» **Entries supplied**:

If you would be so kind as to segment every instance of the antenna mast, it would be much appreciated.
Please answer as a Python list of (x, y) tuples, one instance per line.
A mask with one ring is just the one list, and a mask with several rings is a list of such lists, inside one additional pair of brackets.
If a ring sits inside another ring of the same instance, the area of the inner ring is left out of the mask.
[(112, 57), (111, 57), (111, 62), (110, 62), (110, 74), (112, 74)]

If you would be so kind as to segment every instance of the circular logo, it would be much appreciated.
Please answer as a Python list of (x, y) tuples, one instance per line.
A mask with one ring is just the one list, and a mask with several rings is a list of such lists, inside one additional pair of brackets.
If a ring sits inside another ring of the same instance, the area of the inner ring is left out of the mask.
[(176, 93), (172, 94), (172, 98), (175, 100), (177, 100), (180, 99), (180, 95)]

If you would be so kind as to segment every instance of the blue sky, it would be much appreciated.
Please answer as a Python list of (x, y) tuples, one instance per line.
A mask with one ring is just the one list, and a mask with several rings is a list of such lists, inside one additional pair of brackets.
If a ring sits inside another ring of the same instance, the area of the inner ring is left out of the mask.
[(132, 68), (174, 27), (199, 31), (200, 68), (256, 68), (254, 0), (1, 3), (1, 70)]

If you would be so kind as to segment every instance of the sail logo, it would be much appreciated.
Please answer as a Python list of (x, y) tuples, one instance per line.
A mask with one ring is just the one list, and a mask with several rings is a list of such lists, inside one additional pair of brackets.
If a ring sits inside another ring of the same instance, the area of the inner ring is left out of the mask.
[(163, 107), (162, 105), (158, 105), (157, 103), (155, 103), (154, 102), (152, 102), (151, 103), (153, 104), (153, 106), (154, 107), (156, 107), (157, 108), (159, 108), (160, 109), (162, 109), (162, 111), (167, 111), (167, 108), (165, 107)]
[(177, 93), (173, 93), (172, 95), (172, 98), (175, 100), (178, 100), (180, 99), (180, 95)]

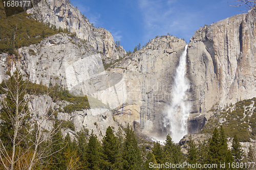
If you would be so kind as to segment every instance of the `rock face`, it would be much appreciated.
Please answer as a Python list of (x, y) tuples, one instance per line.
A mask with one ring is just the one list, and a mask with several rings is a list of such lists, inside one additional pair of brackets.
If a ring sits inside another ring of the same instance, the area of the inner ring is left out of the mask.
[(256, 8), (197, 31), (187, 50), (192, 112), (256, 95)]
[(116, 120), (123, 126), (133, 125), (136, 131), (144, 134), (165, 132), (163, 113), (171, 102), (174, 76), (185, 45), (170, 36), (153, 39), (110, 70), (122, 74), (126, 85), (126, 100), (115, 109)]
[[(75, 33), (77, 37), (88, 41), (96, 51), (103, 54), (106, 62), (110, 59), (123, 57), (126, 52), (123, 47), (117, 46), (109, 31), (97, 28), (89, 23), (86, 17), (66, 0), (41, 1), (37, 6), (27, 11), (33, 17), (57, 29), (68, 29), (69, 32)], [(49, 26), (50, 26), (49, 25)]]

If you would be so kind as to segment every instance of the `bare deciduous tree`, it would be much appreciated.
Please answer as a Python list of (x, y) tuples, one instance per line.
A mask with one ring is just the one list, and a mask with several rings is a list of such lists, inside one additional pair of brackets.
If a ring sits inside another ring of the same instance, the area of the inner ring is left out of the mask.
[[(31, 119), (33, 111), (28, 106), (27, 84), (18, 70), (6, 83), (7, 92), (0, 112), (0, 164), (5, 169), (30, 170), (39, 161), (48, 161), (45, 164), (49, 164), (51, 160), (47, 158), (63, 148), (56, 150), (57, 146), (52, 144), (60, 140), (54, 137), (60, 131), (60, 124), (51, 132), (45, 131), (46, 122), (50, 121), (55, 110), (45, 109), (37, 119)], [(50, 103), (48, 91), (44, 95), (44, 105)]]
[(246, 11), (247, 10), (249, 10), (251, 9), (256, 4), (256, 0), (238, 0), (236, 1), (236, 2), (238, 3), (237, 5), (234, 4), (234, 5), (231, 5), (228, 3), (228, 5), (233, 7), (239, 7), (242, 6), (245, 6), (247, 8), (247, 10), (244, 11)]

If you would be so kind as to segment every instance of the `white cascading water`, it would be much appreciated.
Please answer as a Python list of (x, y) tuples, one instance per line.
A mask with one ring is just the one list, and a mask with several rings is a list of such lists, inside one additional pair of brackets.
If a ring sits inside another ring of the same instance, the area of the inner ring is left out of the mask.
[(172, 90), (172, 102), (167, 108), (167, 115), (163, 120), (164, 126), (167, 127), (169, 131), (167, 132), (175, 143), (179, 142), (187, 134), (187, 120), (190, 105), (186, 102), (189, 88), (189, 81), (185, 77), (187, 48), (187, 44), (180, 57)]

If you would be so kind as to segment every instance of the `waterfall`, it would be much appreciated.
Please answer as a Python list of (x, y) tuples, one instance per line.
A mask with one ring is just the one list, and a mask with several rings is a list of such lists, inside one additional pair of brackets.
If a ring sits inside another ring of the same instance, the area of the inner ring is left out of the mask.
[(186, 74), (186, 55), (187, 44), (180, 57), (179, 65), (172, 89), (172, 103), (167, 107), (167, 115), (164, 118), (163, 125), (175, 143), (178, 142), (187, 134), (187, 119), (190, 105), (186, 102), (187, 90), (189, 88)]

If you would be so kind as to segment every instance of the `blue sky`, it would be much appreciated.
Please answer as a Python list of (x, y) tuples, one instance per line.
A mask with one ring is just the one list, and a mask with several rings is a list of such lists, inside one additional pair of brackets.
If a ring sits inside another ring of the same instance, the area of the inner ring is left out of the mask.
[[(236, 4), (234, 0), (228, 2)], [(71, 3), (90, 23), (110, 31), (115, 41), (132, 52), (139, 43), (142, 45), (167, 33), (188, 43), (201, 27), (246, 9), (230, 7), (227, 0), (71, 0)]]

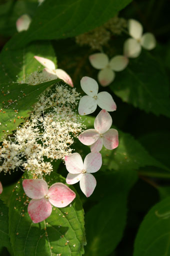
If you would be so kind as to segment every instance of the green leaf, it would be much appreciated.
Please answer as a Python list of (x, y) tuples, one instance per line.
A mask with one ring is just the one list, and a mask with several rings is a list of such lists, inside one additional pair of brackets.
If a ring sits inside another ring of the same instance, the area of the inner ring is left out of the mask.
[(130, 60), (127, 68), (117, 74), (110, 86), (124, 102), (158, 116), (170, 117), (168, 78), (160, 63), (144, 50)]
[(134, 243), (134, 256), (170, 254), (170, 198), (156, 204), (142, 222)]
[(33, 40), (74, 36), (100, 26), (131, 0), (48, 0), (37, 9), (29, 29), (14, 38), (14, 46)]
[(86, 256), (107, 256), (122, 236), (127, 197), (137, 175), (134, 171), (124, 170), (96, 176), (97, 186), (92, 199), (99, 198), (100, 202), (85, 216), (88, 242)]
[(55, 54), (49, 42), (34, 42), (14, 50), (10, 40), (0, 54), (0, 82), (25, 82), (26, 78), (31, 73), (42, 70), (44, 67), (34, 58), (34, 56), (50, 58), (56, 63)]
[[(49, 186), (55, 182), (65, 183), (65, 179), (54, 172), (46, 180)], [(27, 212), (28, 198), (24, 194), (22, 181), (22, 178), (14, 188), (10, 204), (9, 234), (14, 256), (80, 256), (86, 240), (84, 210), (78, 195), (66, 207), (53, 207), (50, 217), (35, 224)]]
[(53, 80), (36, 86), (16, 83), (1, 85), (0, 140), (3, 140), (24, 122), (24, 118), (29, 116), (28, 112), (32, 110), (32, 106), (38, 101), (38, 96), (57, 80)]

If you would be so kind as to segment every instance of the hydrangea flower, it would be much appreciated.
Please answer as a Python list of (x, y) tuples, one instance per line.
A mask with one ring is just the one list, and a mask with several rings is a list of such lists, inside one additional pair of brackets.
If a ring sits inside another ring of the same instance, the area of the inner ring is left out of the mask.
[(152, 33), (143, 33), (143, 27), (135, 20), (130, 20), (128, 22), (128, 32), (132, 38), (127, 39), (124, 43), (124, 56), (135, 58), (139, 56), (142, 46), (144, 49), (152, 50), (156, 47), (156, 40)]
[(96, 182), (90, 174), (99, 170), (102, 164), (102, 155), (99, 152), (92, 152), (85, 158), (84, 163), (78, 153), (65, 157), (66, 170), (69, 172), (66, 182), (68, 184), (74, 184), (80, 181), (82, 191), (87, 198), (91, 196)]
[(60, 68), (56, 69), (55, 64), (52, 60), (38, 56), (34, 56), (34, 58), (45, 67), (43, 72), (46, 72), (46, 76), (50, 78), (50, 80), (52, 78), (54, 80), (58, 78), (60, 79), (62, 79), (70, 86), (74, 87), (73, 82), (70, 76)]
[(38, 223), (48, 218), (52, 212), (52, 204), (56, 207), (66, 207), (76, 198), (76, 194), (62, 183), (54, 183), (48, 190), (45, 180), (24, 180), (24, 191), (32, 198), (28, 206), (28, 212), (34, 223)]
[(112, 124), (110, 115), (102, 110), (94, 120), (94, 129), (84, 130), (78, 139), (84, 145), (92, 145), (92, 152), (99, 152), (103, 144), (108, 150), (114, 150), (118, 145), (118, 132), (116, 129), (110, 129)]
[(20, 17), (16, 22), (16, 30), (18, 32), (27, 30), (31, 22), (32, 18), (27, 14), (24, 14)]
[(98, 78), (103, 86), (108, 86), (114, 80), (114, 71), (122, 71), (128, 63), (128, 60), (125, 56), (118, 55), (109, 60), (108, 56), (102, 52), (90, 55), (89, 60), (94, 68), (102, 70), (98, 73)]
[(106, 92), (98, 94), (98, 86), (93, 78), (84, 76), (80, 80), (82, 90), (87, 94), (80, 100), (78, 113), (81, 116), (90, 114), (96, 110), (98, 105), (107, 111), (114, 111), (116, 106), (111, 95)]

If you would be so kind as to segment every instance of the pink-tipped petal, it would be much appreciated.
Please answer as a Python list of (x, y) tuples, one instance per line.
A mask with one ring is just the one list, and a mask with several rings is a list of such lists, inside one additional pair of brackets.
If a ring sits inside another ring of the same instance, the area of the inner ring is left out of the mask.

» **Problem details**: Please copy the data from its start through the line containing "74), (112, 74)]", changing "antenna mast" to "radio tower" and keeping everything else the same.

» **Response below**:
If you would be so kind as to segment every instance of the radio tower, it would be much appreciated.
Please answer as a Python list of (x, y) tuples, one instance per line.
A mask with one ring is just the one list, and a mask with several rings is a list of such lists, inside one additional pair of brackets.
If a ring sits inside another ring of the same instance, the area of the inner ring is left out of the mask.
[(112, 57), (111, 57), (111, 62), (110, 62), (110, 74), (112, 74)]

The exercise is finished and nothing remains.